** MATERIAL FOR THIS TASK **
════════════════════

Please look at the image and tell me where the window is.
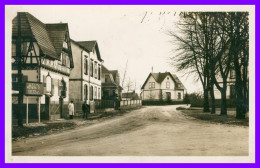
[152,82,155,88]
[230,85,236,99]
[98,88,101,99]
[149,82,155,88]
[89,86,93,100]
[12,44,16,56]
[98,66,100,80]
[84,84,88,100]
[94,62,97,78]
[166,82,170,88]
[95,86,97,99]
[61,53,68,66]
[90,61,93,77]
[230,69,236,79]
[62,41,68,49]
[178,92,181,99]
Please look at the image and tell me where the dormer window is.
[166,82,170,88]
[62,41,68,49]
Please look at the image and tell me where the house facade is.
[140,72,186,101]
[101,65,123,100]
[122,91,140,100]
[69,40,103,104]
[214,70,236,99]
[12,12,74,120]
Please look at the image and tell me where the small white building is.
[12,12,74,119]
[140,72,186,101]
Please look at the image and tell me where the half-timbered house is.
[12,12,74,119]
[69,40,103,107]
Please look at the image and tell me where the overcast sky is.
[6,6,204,93]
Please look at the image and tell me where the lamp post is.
[16,12,23,127]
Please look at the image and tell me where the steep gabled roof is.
[77,41,103,61]
[46,23,68,55]
[12,12,59,59]
[141,72,186,89]
[102,65,110,73]
[110,70,118,81]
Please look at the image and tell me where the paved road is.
[13,106,249,156]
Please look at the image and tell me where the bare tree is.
[225,12,249,118]
[169,12,210,112]
[121,60,128,88]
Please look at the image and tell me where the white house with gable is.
[141,72,186,101]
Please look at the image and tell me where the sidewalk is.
[177,107,249,126]
[12,107,140,141]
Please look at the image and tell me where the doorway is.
[166,92,172,101]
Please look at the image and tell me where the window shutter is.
[86,85,88,100]
[58,80,62,96]
[83,85,86,100]
[84,61,87,74]
[51,78,54,96]
[42,75,46,94]
[86,59,88,74]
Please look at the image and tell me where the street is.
[12,105,249,156]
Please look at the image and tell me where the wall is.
[70,42,102,101]
[142,89,160,100]
[161,75,175,90]
[41,68,70,104]
[70,41,84,79]
[120,100,142,109]
[214,83,235,99]
[69,81,83,101]
[144,75,161,90]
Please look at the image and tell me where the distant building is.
[101,65,123,100]
[122,91,140,100]
[69,40,103,102]
[12,12,74,119]
[140,72,186,101]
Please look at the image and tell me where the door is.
[45,95,50,119]
[59,97,63,118]
[166,92,171,101]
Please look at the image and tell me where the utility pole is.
[16,12,23,127]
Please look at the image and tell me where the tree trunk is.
[236,77,246,119]
[210,86,216,114]
[203,88,210,112]
[220,87,227,115]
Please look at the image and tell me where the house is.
[122,91,140,100]
[214,70,236,100]
[101,65,123,100]
[12,12,74,119]
[69,40,103,104]
[140,72,186,101]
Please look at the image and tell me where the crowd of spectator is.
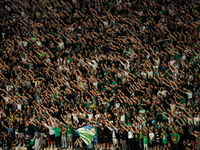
[0,0,200,150]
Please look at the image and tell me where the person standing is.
[161,130,168,147]
[107,123,118,147]
[171,129,180,150]
[119,128,127,150]
[142,133,149,150]
[61,126,67,148]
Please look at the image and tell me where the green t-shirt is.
[53,127,60,137]
[171,133,180,142]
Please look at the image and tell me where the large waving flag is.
[75,126,98,148]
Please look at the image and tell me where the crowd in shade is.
[0,0,200,150]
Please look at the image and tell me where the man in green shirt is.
[171,129,180,150]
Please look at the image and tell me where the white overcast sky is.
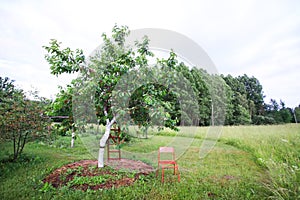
[0,0,300,107]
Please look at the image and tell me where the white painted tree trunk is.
[98,117,116,168]
[71,133,75,148]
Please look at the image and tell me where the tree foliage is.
[0,77,47,160]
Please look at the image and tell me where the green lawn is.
[0,124,300,199]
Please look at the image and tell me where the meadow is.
[0,124,300,199]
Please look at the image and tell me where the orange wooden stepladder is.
[156,147,180,182]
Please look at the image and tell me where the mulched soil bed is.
[43,159,154,191]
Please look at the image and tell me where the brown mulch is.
[43,159,154,191]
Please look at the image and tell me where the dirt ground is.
[43,159,154,191]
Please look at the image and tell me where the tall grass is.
[0,124,300,199]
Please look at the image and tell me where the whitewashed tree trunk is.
[71,132,75,148]
[98,117,116,168]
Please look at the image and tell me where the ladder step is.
[109,150,121,152]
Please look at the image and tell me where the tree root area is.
[43,159,154,191]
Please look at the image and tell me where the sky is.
[0,0,300,108]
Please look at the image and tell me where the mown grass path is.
[0,125,300,199]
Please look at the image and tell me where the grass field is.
[0,124,300,199]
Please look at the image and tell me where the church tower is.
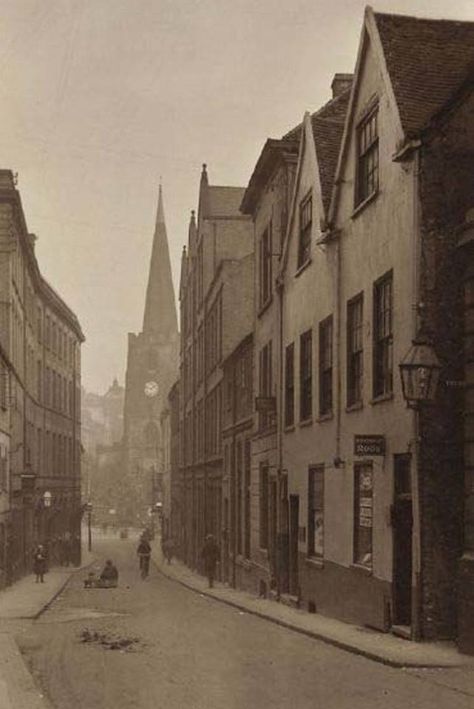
[123,185,179,524]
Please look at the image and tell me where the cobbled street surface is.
[17,540,474,709]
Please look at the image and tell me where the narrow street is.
[10,540,473,709]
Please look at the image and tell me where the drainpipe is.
[276,278,286,598]
[411,150,422,640]
[334,238,343,467]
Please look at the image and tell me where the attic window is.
[298,192,313,268]
[355,107,379,207]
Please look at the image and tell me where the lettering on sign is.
[354,436,385,456]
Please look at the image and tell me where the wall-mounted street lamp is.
[399,336,441,408]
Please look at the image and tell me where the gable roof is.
[374,13,474,137]
[240,137,301,214]
[311,88,351,215]
[205,185,245,217]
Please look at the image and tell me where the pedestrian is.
[99,559,118,588]
[33,544,46,583]
[201,534,221,588]
[161,537,174,564]
[137,534,151,579]
[63,532,72,566]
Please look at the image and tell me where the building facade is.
[221,334,254,590]
[241,127,301,595]
[0,170,84,581]
[167,8,474,653]
[121,186,178,524]
[179,166,253,567]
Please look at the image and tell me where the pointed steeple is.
[198,163,209,219]
[143,184,178,339]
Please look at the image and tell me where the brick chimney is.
[331,74,354,98]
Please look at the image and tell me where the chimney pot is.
[331,74,354,98]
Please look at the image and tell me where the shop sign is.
[255,396,276,414]
[354,435,385,456]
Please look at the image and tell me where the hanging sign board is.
[354,435,385,456]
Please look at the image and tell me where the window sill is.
[350,564,373,576]
[257,295,273,318]
[346,401,364,414]
[305,556,324,569]
[370,391,393,406]
[351,190,379,219]
[295,257,311,278]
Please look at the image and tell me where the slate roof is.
[374,13,474,136]
[206,185,245,217]
[311,89,351,214]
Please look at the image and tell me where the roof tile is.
[375,13,474,136]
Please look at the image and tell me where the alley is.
[8,540,472,709]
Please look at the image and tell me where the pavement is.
[153,549,474,670]
[0,539,474,709]
[0,552,94,709]
[0,552,94,616]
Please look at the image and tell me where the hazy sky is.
[0,0,474,392]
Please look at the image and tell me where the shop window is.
[354,463,373,569]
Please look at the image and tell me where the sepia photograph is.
[0,0,474,709]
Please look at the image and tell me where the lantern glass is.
[400,341,441,406]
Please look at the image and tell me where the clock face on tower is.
[145,381,160,398]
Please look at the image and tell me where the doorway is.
[290,495,300,596]
[392,454,413,627]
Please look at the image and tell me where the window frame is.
[319,315,334,416]
[372,270,393,399]
[346,291,364,407]
[297,190,313,269]
[299,328,313,422]
[354,102,379,209]
[258,463,270,549]
[306,465,325,560]
[285,342,295,427]
[259,221,273,308]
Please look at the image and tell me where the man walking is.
[137,534,151,579]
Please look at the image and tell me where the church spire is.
[143,184,178,339]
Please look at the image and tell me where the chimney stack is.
[331,74,354,98]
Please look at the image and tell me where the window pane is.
[354,463,373,568]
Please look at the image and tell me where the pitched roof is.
[240,138,301,214]
[374,13,474,136]
[311,88,351,214]
[206,185,245,217]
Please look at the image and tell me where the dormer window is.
[355,107,379,207]
[260,222,272,307]
[298,192,313,268]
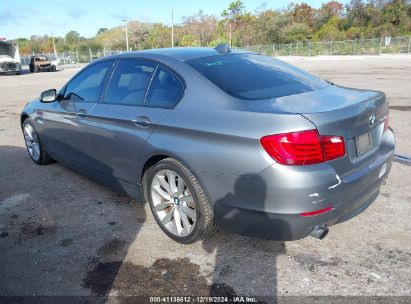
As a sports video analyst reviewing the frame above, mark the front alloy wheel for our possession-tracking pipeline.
[151,170,196,237]
[21,118,53,165]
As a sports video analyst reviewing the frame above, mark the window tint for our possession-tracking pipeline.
[104,59,156,105]
[64,61,113,102]
[146,66,184,108]
[187,54,329,99]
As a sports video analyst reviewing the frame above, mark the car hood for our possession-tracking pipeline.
[245,85,384,114]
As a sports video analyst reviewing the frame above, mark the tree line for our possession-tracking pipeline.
[16,0,411,54]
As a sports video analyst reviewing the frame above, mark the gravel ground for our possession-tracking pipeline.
[0,57,411,303]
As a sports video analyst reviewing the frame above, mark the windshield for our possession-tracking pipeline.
[186,54,330,99]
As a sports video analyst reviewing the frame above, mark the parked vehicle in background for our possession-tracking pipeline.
[20,46,395,243]
[0,40,21,75]
[29,55,57,73]
[58,56,77,64]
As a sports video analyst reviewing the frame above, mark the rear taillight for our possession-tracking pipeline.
[260,130,345,166]
[384,114,388,132]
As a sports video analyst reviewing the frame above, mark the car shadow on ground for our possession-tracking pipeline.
[0,146,285,302]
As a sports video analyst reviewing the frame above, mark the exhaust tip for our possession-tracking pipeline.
[310,226,329,240]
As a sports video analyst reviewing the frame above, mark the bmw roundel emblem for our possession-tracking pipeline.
[369,114,375,126]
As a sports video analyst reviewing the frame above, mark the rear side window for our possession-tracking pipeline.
[64,61,113,102]
[104,59,156,105]
[186,54,329,99]
[146,65,184,108]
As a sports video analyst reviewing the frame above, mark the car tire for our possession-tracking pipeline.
[21,118,53,165]
[143,158,215,244]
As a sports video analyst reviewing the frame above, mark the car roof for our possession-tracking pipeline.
[104,47,248,61]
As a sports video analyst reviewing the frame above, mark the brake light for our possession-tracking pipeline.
[384,114,388,132]
[260,130,345,166]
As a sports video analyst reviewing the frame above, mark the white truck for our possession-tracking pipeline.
[0,40,21,75]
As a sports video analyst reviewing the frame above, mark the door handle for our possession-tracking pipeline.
[76,110,87,117]
[131,116,151,128]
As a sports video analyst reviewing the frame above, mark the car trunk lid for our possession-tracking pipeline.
[245,85,388,174]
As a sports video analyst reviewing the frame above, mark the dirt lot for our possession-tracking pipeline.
[0,57,411,303]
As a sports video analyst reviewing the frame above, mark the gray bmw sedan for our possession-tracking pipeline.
[21,45,395,243]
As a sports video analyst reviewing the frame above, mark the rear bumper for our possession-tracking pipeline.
[201,130,395,240]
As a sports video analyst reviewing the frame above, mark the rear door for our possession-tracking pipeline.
[90,59,183,184]
[43,61,114,168]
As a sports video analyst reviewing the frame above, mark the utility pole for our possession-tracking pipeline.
[53,36,57,58]
[230,22,231,49]
[122,19,128,52]
[171,9,174,47]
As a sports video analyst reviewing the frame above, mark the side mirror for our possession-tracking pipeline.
[40,89,57,103]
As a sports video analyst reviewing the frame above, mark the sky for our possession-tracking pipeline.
[0,0,348,40]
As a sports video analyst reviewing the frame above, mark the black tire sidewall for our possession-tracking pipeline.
[145,159,208,244]
[22,118,47,165]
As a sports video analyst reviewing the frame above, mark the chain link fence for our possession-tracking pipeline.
[20,50,126,66]
[243,37,411,56]
[21,37,411,67]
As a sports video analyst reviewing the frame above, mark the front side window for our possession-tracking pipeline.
[64,61,113,102]
[146,66,184,108]
[186,54,330,99]
[104,59,156,105]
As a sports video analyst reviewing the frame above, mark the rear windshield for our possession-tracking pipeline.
[186,54,330,99]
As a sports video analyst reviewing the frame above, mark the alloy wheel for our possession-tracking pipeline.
[150,169,197,237]
[23,123,40,161]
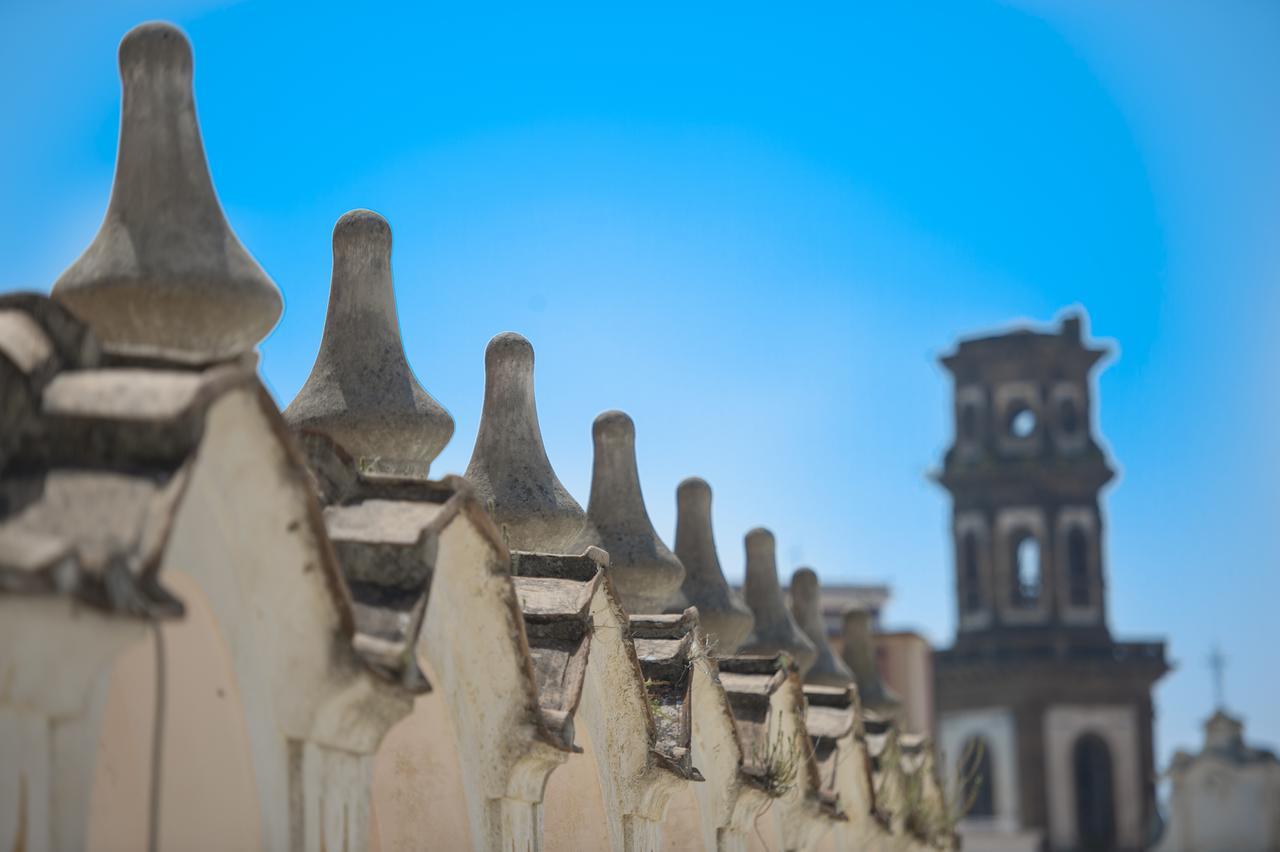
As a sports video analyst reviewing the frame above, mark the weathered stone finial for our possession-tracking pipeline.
[676,476,754,656]
[52,23,282,359]
[466,331,586,554]
[791,568,854,687]
[586,411,685,615]
[739,527,818,677]
[841,606,902,716]
[284,204,453,477]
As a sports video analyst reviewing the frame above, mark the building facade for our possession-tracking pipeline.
[934,316,1167,851]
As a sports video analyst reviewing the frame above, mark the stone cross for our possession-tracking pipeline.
[1208,645,1226,710]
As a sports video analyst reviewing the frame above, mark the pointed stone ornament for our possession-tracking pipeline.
[739,527,818,677]
[586,411,685,615]
[284,210,453,477]
[841,606,902,716]
[466,331,586,554]
[52,23,282,361]
[791,568,854,687]
[676,476,754,656]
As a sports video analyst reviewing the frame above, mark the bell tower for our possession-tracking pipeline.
[934,315,1167,852]
[938,316,1114,646]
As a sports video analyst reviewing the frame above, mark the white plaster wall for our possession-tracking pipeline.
[369,673,472,852]
[937,707,1021,834]
[87,572,262,852]
[543,725,609,852]
[1044,705,1143,848]
[164,388,412,849]
[1157,755,1280,852]
[416,512,564,849]
[0,597,146,852]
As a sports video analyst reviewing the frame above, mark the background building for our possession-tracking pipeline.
[934,316,1167,849]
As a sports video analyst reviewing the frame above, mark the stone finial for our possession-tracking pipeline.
[791,568,854,687]
[466,331,586,554]
[52,23,282,359]
[676,476,754,656]
[586,411,685,615]
[284,210,453,477]
[739,527,818,677]
[841,606,902,716]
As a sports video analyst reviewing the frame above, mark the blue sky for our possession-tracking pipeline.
[0,1,1280,760]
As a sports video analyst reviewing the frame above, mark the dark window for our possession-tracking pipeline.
[1057,398,1080,435]
[1006,403,1036,438]
[1010,532,1041,605]
[960,532,982,613]
[1073,733,1116,852]
[960,403,978,441]
[1066,527,1093,606]
[956,737,996,816]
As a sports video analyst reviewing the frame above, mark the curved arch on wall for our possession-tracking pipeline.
[88,571,262,852]
[369,691,474,852]
[543,725,611,849]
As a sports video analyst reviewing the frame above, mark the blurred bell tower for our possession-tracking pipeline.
[934,313,1167,852]
[938,315,1114,647]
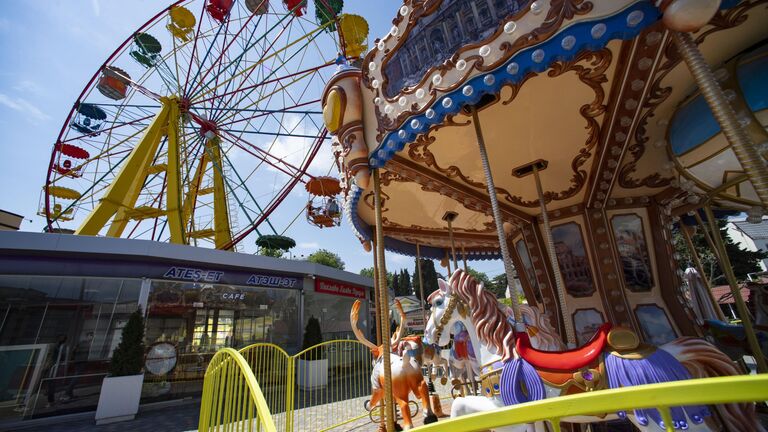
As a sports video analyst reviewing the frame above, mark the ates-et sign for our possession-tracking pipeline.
[315,278,365,299]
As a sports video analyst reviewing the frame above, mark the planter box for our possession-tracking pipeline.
[296,359,328,390]
[96,374,144,425]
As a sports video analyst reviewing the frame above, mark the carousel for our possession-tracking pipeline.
[322,0,768,430]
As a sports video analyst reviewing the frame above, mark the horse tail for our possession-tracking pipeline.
[660,337,765,432]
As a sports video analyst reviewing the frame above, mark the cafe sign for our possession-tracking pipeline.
[315,278,365,299]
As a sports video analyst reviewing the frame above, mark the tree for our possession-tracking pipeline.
[672,220,768,285]
[307,249,344,270]
[257,247,284,258]
[413,259,439,301]
[109,307,144,377]
[387,275,402,296]
[398,269,413,295]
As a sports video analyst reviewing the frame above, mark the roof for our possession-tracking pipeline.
[712,285,749,304]
[0,231,373,288]
[731,219,768,240]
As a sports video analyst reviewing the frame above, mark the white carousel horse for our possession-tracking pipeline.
[425,269,764,431]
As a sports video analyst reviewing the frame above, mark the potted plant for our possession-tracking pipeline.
[96,308,144,425]
[296,316,328,390]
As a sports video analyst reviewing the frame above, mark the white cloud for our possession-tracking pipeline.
[13,80,43,96]
[0,93,50,124]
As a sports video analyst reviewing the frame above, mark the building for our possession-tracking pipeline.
[0,232,373,429]
[725,219,768,271]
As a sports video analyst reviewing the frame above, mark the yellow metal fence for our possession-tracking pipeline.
[198,348,277,432]
[199,340,768,432]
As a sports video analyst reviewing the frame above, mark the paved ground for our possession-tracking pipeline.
[12,400,200,432]
[11,398,450,432]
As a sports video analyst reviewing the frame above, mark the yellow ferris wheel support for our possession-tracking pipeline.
[75,97,232,248]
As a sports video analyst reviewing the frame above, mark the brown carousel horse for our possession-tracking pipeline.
[349,300,437,430]
[425,270,764,431]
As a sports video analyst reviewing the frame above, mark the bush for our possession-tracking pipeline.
[300,316,325,360]
[109,307,144,377]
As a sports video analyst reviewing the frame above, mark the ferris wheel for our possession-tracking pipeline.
[39,0,367,250]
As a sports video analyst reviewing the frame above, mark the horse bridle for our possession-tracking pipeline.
[433,294,461,344]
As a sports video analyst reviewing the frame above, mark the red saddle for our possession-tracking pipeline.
[516,323,611,371]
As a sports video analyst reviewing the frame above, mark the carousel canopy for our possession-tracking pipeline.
[334,0,768,259]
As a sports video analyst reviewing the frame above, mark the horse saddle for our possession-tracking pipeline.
[516,323,611,372]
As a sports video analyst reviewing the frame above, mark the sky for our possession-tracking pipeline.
[0,0,504,277]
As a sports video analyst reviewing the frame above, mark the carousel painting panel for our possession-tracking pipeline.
[611,214,653,292]
[384,0,528,98]
[552,222,595,297]
[635,304,677,345]
[573,309,605,346]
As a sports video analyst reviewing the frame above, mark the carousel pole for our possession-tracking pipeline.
[680,222,725,321]
[470,105,525,331]
[416,243,442,412]
[373,169,395,432]
[672,30,768,208]
[373,239,383,344]
[704,204,768,373]
[531,163,576,346]
[443,211,459,270]
[416,243,427,328]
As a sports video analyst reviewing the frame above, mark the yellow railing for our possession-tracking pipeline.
[198,348,277,432]
[412,375,768,432]
[199,340,768,432]
[240,340,373,431]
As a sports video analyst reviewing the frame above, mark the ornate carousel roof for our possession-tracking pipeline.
[328,0,768,259]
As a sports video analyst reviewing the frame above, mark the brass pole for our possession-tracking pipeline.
[680,226,725,321]
[373,240,381,346]
[531,163,576,346]
[704,205,768,373]
[373,169,395,432]
[671,30,768,208]
[471,105,525,331]
[446,218,459,275]
[416,243,427,330]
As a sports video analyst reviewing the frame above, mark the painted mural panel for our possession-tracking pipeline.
[635,304,677,345]
[573,309,605,345]
[611,214,653,292]
[552,222,595,297]
[384,0,527,97]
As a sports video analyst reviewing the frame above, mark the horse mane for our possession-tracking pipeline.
[448,269,515,361]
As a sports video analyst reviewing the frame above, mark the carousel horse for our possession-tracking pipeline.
[425,269,764,431]
[421,338,450,385]
[448,322,480,395]
[349,300,437,430]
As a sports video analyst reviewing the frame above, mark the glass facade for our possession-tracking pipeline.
[142,281,301,402]
[0,276,141,421]
[0,266,370,429]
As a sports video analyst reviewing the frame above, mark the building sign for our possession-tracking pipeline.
[246,275,299,288]
[315,278,365,298]
[163,267,224,282]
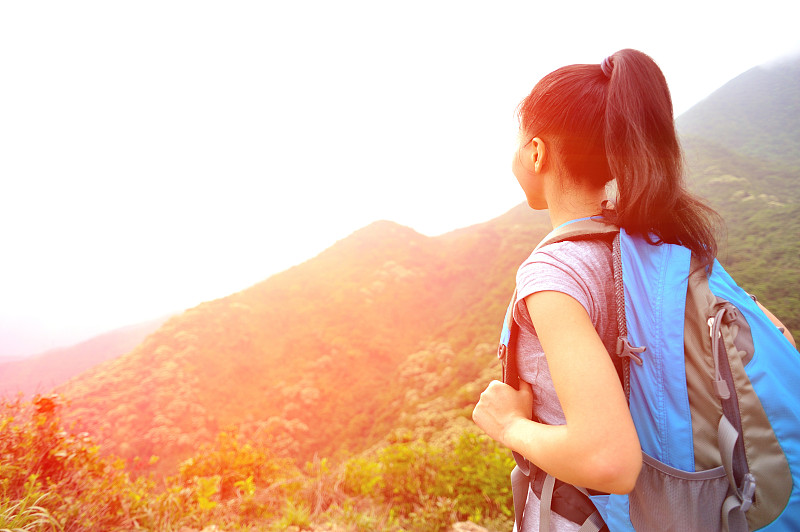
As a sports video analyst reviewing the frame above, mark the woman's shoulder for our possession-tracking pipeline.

════════════════════

** WHAT TO DO **
Rewrite the listing, replacing "carousel" with "merry-go-round" and changing nothing else. Begin at the line that has "carousel roof for our possession-tracking pipeline." and go through the end of the listing, leaving out the pictures.

** OUTPUT FOR THIS EXERCISE **
As a sports video analyst reviewing the frame above, mark the ornate merry-go-round roof for our possession-tracking pipeline.
[328,0,768,259]
As a sports video analyst reviewing the frame above, mark the brass pole for our possession-tracking pipeline.
[680,226,725,321]
[373,240,381,346]
[531,163,576,346]
[704,205,768,373]
[373,169,395,432]
[671,30,768,208]
[471,105,525,331]
[446,218,459,275]
[416,243,427,330]
As a sports video analyst reviewing the frame above, mark the painted mural panel for our possession-tracking pipeline.
[635,304,677,345]
[573,309,605,345]
[611,214,653,292]
[552,222,595,297]
[384,0,527,97]
As a sports video analyst reviewing the frame above, mark the horse mane for our possession-tracking pipeline.
[448,269,515,361]
As a sports video analyst reviewing the frame above, mark the merry-go-round horse for our possession-tracking pipeline.
[425,269,764,431]
[421,338,450,385]
[448,322,480,395]
[349,300,437,430]
As a sports video analyst reviewing the frame above, mark the glass facade for our possession-tracking pipeline.
[142,281,301,402]
[0,276,141,421]
[0,266,370,429]
As a sports video analyst reviewing the frame above, mark the building sign for our possession-tracking pipeline.
[246,275,299,288]
[315,278,365,298]
[163,267,224,282]
As a sports video analyst reviewing the frame above, mark the woman's shoulder for our possession-tracking pipeline.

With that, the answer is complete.